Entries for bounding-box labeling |
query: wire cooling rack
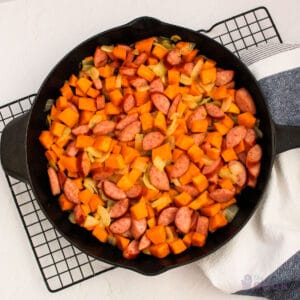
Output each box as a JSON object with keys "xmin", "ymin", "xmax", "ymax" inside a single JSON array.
[{"xmin": 0, "ymin": 7, "xmax": 282, "ymax": 292}]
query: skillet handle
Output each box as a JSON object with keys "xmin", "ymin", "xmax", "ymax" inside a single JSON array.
[
  {"xmin": 0, "ymin": 113, "xmax": 29, "ymax": 182},
  {"xmin": 275, "ymin": 124, "xmax": 300, "ymax": 154}
]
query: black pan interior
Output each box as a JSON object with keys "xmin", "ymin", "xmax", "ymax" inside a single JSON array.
[{"xmin": 26, "ymin": 17, "xmax": 274, "ymax": 275}]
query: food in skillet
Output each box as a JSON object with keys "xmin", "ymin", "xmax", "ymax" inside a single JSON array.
[{"xmin": 39, "ymin": 36, "xmax": 262, "ymax": 259}]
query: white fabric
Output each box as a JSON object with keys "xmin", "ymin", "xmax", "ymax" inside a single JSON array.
[{"xmin": 197, "ymin": 48, "xmax": 300, "ymax": 293}]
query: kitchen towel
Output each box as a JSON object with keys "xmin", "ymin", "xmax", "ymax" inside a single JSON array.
[{"xmin": 197, "ymin": 44, "xmax": 300, "ymax": 299}]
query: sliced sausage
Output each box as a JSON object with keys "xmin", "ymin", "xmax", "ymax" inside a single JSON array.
[
  {"xmin": 94, "ymin": 47, "xmax": 107, "ymax": 68},
  {"xmin": 78, "ymin": 151, "xmax": 91, "ymax": 177},
  {"xmin": 246, "ymin": 144, "xmax": 262, "ymax": 163},
  {"xmin": 130, "ymin": 77, "xmax": 148, "ymax": 89},
  {"xmin": 119, "ymin": 67, "xmax": 137, "ymax": 76},
  {"xmin": 228, "ymin": 160, "xmax": 247, "ymax": 187},
  {"xmin": 168, "ymin": 94, "xmax": 182, "ymax": 119},
  {"xmin": 126, "ymin": 183, "xmax": 143, "ymax": 199},
  {"xmin": 73, "ymin": 204, "xmax": 85, "ymax": 224},
  {"xmin": 109, "ymin": 198, "xmax": 129, "ymax": 219},
  {"xmin": 139, "ymin": 234, "xmax": 151, "ymax": 251},
  {"xmin": 215, "ymin": 70, "xmax": 234, "ymax": 86},
  {"xmin": 123, "ymin": 240, "xmax": 140, "ymax": 259},
  {"xmin": 93, "ymin": 120, "xmax": 116, "ymax": 135},
  {"xmin": 157, "ymin": 207, "xmax": 178, "ymax": 226},
  {"xmin": 209, "ymin": 189, "xmax": 235, "ymax": 202},
  {"xmin": 196, "ymin": 216, "xmax": 209, "ymax": 236},
  {"xmin": 133, "ymin": 52, "xmax": 148, "ymax": 66},
  {"xmin": 92, "ymin": 167, "xmax": 114, "ymax": 181},
  {"xmin": 202, "ymin": 157, "xmax": 222, "ymax": 175},
  {"xmin": 235, "ymin": 88, "xmax": 256, "ymax": 114},
  {"xmin": 244, "ymin": 128, "xmax": 256, "ymax": 147},
  {"xmin": 151, "ymin": 93, "xmax": 170, "ymax": 115},
  {"xmin": 130, "ymin": 218, "xmax": 147, "ymax": 240},
  {"xmin": 109, "ymin": 217, "xmax": 131, "ymax": 234},
  {"xmin": 167, "ymin": 48, "xmax": 181, "ymax": 66},
  {"xmin": 123, "ymin": 94, "xmax": 135, "ymax": 113},
  {"xmin": 176, "ymin": 184, "xmax": 199, "ymax": 198},
  {"xmin": 118, "ymin": 121, "xmax": 141, "ymax": 142},
  {"xmin": 187, "ymin": 105, "xmax": 207, "ymax": 129},
  {"xmin": 149, "ymin": 166, "xmax": 170, "ymax": 191},
  {"xmin": 225, "ymin": 126, "xmax": 247, "ymax": 148},
  {"xmin": 175, "ymin": 206, "xmax": 193, "ymax": 233},
  {"xmin": 93, "ymin": 78, "xmax": 102, "ymax": 90},
  {"xmin": 116, "ymin": 113, "xmax": 139, "ymax": 130},
  {"xmin": 143, "ymin": 131, "xmax": 165, "ymax": 151},
  {"xmin": 168, "ymin": 153, "xmax": 190, "ymax": 178},
  {"xmin": 64, "ymin": 178, "xmax": 80, "ymax": 204},
  {"xmin": 47, "ymin": 167, "xmax": 60, "ymax": 196},
  {"xmin": 102, "ymin": 180, "xmax": 126, "ymax": 200},
  {"xmin": 72, "ymin": 125, "xmax": 90, "ymax": 136},
  {"xmin": 57, "ymin": 171, "xmax": 67, "ymax": 189},
  {"xmin": 205, "ymin": 103, "xmax": 225, "ymax": 119},
  {"xmin": 65, "ymin": 141, "xmax": 79, "ymax": 157},
  {"xmin": 247, "ymin": 162, "xmax": 261, "ymax": 178},
  {"xmin": 191, "ymin": 132, "xmax": 205, "ymax": 146},
  {"xmin": 149, "ymin": 78, "xmax": 165, "ymax": 93}
]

REQUIRED WORK |
Extract every line of the material above that contains the string "skillet", matching case exactly.

REPLY TO THE TASK |
query: skillet handle
query: food in skillet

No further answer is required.